#### MATERIALS PROVIDED ####
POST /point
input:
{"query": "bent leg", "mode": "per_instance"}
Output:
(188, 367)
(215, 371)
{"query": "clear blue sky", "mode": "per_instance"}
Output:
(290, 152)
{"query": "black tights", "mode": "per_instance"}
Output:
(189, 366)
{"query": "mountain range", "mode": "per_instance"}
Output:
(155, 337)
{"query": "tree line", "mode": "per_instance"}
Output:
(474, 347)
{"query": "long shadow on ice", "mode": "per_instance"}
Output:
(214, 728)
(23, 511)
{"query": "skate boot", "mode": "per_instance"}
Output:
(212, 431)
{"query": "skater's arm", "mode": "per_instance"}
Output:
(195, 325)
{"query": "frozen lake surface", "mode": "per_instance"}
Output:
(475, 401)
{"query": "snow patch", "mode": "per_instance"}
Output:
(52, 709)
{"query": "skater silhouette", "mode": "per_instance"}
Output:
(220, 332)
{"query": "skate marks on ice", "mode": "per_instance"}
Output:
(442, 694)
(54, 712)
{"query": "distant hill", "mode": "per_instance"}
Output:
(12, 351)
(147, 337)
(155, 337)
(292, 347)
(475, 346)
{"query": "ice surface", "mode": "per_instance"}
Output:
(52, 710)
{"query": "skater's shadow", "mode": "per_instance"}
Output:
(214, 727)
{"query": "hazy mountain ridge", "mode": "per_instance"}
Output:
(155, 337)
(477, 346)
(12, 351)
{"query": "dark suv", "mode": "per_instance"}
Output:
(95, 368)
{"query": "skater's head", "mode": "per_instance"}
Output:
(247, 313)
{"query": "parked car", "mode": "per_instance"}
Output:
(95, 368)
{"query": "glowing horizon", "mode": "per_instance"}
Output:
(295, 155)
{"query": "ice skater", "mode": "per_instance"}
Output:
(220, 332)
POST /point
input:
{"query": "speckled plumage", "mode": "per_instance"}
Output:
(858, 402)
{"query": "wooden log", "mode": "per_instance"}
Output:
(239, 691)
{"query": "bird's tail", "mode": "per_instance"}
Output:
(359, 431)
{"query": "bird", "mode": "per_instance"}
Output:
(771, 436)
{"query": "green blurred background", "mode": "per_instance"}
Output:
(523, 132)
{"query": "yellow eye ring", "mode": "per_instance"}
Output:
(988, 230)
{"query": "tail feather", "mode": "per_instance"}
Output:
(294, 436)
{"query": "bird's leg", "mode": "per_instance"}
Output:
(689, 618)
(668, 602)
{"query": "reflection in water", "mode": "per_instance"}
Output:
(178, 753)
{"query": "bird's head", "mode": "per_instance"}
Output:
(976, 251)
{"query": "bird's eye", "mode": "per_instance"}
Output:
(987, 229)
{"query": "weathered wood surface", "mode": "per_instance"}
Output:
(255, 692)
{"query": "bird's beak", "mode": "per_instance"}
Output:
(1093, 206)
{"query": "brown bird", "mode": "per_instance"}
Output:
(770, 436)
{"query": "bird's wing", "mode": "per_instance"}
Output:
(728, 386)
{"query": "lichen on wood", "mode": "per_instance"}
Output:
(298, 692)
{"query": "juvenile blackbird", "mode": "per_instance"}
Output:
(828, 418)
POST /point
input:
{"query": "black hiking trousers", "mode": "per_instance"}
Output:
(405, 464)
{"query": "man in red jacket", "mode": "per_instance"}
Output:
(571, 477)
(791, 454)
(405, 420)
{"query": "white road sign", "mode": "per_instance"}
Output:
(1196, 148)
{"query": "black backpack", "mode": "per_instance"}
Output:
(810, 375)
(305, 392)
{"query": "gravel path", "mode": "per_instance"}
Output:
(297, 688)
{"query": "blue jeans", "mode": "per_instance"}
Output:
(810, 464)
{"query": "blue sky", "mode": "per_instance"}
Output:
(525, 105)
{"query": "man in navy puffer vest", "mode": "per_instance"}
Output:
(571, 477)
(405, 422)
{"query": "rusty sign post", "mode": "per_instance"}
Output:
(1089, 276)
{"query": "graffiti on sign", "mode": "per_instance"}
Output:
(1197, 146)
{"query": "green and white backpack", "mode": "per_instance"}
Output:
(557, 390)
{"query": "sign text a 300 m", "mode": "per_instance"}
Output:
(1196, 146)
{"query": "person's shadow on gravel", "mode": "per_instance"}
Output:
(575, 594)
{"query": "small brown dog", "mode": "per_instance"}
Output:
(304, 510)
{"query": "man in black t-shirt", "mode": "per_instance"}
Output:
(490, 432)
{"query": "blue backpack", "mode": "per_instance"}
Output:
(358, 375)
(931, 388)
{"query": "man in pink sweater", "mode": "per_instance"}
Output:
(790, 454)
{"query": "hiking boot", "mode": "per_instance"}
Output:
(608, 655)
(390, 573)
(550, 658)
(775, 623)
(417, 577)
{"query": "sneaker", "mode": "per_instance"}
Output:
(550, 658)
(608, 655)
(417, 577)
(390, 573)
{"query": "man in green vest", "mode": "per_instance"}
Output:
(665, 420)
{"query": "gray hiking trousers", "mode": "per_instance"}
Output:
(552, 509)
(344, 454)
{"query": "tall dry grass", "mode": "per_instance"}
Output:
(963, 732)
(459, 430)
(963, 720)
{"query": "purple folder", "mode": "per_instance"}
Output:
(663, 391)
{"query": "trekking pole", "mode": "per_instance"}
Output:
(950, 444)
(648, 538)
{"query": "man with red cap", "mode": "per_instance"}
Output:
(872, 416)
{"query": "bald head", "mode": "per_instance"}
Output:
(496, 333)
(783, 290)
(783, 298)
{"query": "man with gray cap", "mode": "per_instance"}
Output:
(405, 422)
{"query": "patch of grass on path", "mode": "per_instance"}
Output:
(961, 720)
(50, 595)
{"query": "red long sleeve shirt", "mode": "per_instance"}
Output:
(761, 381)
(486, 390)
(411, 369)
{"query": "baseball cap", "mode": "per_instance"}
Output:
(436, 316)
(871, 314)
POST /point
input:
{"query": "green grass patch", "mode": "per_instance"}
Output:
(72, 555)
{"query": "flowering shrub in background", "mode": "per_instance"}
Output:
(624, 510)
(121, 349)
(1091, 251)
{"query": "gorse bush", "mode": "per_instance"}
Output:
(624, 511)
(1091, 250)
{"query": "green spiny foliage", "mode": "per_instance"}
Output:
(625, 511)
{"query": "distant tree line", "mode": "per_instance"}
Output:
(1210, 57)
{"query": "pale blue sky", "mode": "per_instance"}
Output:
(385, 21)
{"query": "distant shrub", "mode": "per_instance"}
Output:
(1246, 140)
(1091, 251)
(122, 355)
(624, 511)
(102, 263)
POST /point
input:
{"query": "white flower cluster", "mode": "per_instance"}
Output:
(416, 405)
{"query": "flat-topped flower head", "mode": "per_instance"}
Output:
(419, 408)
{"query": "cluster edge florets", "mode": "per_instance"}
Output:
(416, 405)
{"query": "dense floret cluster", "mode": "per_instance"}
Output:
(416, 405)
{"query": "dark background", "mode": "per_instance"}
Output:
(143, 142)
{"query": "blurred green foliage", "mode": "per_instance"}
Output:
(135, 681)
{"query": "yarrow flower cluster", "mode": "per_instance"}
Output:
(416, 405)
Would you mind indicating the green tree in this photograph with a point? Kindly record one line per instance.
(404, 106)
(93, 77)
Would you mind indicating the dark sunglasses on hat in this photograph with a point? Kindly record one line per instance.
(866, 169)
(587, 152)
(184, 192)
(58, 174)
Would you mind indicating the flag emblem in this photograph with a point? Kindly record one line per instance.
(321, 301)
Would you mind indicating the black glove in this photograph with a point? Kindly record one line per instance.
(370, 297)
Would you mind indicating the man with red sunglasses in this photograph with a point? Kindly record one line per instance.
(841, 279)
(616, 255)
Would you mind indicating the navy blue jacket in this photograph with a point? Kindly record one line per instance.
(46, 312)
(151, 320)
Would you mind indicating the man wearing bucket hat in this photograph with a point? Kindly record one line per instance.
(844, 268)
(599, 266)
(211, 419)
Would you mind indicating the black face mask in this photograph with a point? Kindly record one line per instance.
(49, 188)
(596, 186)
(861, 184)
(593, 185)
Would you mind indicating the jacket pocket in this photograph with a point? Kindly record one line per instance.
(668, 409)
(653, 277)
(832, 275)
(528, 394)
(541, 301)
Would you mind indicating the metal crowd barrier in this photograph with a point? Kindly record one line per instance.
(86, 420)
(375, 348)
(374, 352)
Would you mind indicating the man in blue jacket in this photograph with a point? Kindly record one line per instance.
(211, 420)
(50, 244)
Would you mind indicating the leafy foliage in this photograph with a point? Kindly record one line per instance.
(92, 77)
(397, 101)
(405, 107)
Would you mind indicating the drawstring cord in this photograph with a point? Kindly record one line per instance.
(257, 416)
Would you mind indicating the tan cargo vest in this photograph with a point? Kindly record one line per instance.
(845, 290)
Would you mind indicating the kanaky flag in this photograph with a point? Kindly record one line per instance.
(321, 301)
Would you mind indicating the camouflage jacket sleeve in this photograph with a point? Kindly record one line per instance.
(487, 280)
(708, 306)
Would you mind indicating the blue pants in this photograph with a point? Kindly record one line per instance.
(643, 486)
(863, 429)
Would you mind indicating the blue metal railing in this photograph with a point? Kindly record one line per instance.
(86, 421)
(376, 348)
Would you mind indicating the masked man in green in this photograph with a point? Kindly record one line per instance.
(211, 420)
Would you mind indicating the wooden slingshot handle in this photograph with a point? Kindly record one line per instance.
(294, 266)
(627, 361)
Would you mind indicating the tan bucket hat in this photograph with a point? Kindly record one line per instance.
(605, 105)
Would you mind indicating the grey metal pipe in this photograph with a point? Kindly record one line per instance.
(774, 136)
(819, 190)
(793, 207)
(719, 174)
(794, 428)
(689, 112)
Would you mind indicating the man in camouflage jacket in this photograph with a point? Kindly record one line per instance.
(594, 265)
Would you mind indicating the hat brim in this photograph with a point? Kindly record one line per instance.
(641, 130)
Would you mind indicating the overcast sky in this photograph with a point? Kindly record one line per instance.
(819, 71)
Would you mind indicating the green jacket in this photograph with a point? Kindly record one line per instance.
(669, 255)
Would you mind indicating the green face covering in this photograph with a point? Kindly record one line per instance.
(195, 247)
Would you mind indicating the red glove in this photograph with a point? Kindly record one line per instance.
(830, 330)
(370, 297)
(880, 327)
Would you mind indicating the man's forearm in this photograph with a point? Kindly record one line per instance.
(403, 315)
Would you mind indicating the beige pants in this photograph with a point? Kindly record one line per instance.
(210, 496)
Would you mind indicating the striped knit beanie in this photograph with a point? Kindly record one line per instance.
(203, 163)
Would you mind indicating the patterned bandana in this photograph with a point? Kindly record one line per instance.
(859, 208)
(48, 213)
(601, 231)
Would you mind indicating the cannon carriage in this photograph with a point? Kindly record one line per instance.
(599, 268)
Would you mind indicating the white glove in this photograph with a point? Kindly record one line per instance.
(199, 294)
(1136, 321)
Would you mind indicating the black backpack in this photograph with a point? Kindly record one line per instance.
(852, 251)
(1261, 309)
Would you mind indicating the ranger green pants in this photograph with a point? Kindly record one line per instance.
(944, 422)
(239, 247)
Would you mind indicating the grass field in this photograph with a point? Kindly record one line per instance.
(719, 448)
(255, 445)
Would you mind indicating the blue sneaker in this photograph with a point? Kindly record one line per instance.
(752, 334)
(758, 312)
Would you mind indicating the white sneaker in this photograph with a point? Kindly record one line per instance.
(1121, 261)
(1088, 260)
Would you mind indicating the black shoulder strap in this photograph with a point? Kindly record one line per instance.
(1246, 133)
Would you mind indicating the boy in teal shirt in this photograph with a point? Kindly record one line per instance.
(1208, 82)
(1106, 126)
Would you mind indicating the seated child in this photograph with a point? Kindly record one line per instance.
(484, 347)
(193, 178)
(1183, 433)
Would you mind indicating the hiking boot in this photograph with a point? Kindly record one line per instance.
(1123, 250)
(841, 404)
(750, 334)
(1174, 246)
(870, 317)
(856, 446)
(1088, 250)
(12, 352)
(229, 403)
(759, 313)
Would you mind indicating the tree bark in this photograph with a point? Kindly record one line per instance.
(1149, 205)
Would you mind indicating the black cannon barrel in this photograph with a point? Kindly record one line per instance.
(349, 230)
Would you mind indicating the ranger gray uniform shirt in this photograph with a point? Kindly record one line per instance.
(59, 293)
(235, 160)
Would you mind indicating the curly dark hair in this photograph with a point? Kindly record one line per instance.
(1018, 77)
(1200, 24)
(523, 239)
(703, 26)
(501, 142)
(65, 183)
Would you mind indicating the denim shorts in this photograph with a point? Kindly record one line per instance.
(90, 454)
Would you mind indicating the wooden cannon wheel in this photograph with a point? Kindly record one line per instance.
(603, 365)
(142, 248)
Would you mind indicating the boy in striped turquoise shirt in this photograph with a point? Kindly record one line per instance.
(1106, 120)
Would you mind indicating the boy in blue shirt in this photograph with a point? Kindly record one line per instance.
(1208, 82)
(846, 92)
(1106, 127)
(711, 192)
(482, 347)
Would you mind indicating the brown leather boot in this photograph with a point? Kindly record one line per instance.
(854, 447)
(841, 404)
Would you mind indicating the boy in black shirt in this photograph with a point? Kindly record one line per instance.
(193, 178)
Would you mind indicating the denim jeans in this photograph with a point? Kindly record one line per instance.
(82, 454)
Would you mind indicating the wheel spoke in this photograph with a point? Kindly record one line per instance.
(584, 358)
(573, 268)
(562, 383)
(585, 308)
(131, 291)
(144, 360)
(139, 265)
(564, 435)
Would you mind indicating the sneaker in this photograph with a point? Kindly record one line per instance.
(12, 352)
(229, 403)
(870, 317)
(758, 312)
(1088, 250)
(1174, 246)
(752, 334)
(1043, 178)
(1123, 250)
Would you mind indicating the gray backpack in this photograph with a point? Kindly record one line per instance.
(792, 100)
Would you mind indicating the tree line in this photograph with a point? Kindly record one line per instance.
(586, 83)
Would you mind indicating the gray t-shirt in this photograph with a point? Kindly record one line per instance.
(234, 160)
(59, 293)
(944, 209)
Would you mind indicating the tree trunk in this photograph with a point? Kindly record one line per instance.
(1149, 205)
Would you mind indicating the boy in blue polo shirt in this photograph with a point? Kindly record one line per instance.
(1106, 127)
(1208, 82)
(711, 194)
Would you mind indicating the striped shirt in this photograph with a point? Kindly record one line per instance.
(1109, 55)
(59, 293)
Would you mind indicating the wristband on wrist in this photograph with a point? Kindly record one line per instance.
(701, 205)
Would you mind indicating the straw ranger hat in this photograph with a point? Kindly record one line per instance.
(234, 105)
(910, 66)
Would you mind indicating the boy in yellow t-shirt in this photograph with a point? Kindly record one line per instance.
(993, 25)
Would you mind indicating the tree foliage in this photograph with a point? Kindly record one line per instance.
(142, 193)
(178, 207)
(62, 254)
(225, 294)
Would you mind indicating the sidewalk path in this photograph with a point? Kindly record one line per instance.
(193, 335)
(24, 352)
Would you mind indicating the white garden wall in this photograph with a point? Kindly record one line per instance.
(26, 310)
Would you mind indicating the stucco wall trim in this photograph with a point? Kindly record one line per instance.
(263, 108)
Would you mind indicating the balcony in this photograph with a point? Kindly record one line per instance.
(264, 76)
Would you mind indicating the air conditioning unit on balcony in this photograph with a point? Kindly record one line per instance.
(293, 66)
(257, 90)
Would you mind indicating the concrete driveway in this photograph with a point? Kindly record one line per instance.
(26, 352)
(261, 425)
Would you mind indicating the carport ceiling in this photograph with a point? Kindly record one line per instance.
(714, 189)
####
=== EXERCISE INSTRUCTIONS ===
Starting at the line that contains "Would you mind indicating the wristband", write out every line to the end of the entries, exactly as given.

=== OUTPUT OF THE EXERCISE ===
Would you mind indicating the wristband on wrist in this photograph with a point? Kindly record one line per instance.
(701, 205)
Would you mind indicating the straw ranger hat in this photograph with a point? Kindly record one line per instance.
(234, 105)
(910, 66)
Would you mind indicating the boy in yellow t-shirt in this photograph with a point? Kindly record one line per instance.
(993, 25)
Would you mind indicating the tree foliage in this photograph with a point? Kindly record one line per instance.
(142, 193)
(178, 207)
(62, 254)
(225, 294)
Would you mind indicating the sidewalk path in this photograph with a point? Kindly record one line per instance.
(193, 335)
(24, 352)
Would you mind indicating the white garden wall in this photograph with a point? Kindly record one line per instance.
(26, 310)
Would you mind indicating the stucco wall trim in this photograph with a point? Kindly record one line per instance.
(263, 108)
Would you mind indicating the balcony in this photograph with a point? Kindly record one line per instance.
(264, 76)
Would you mind indicating the air conditioning unit on balcony in this photograph with a point? Kindly record one line per instance.
(293, 66)
(257, 90)
Would you mind indicating the concrete driveway in this photograph with a point? Kindly record one line per instance.
(26, 352)
(261, 425)
Would you mind indicating the carport ceiling in this photograph with a point? Kindly record one line per instance.
(714, 189)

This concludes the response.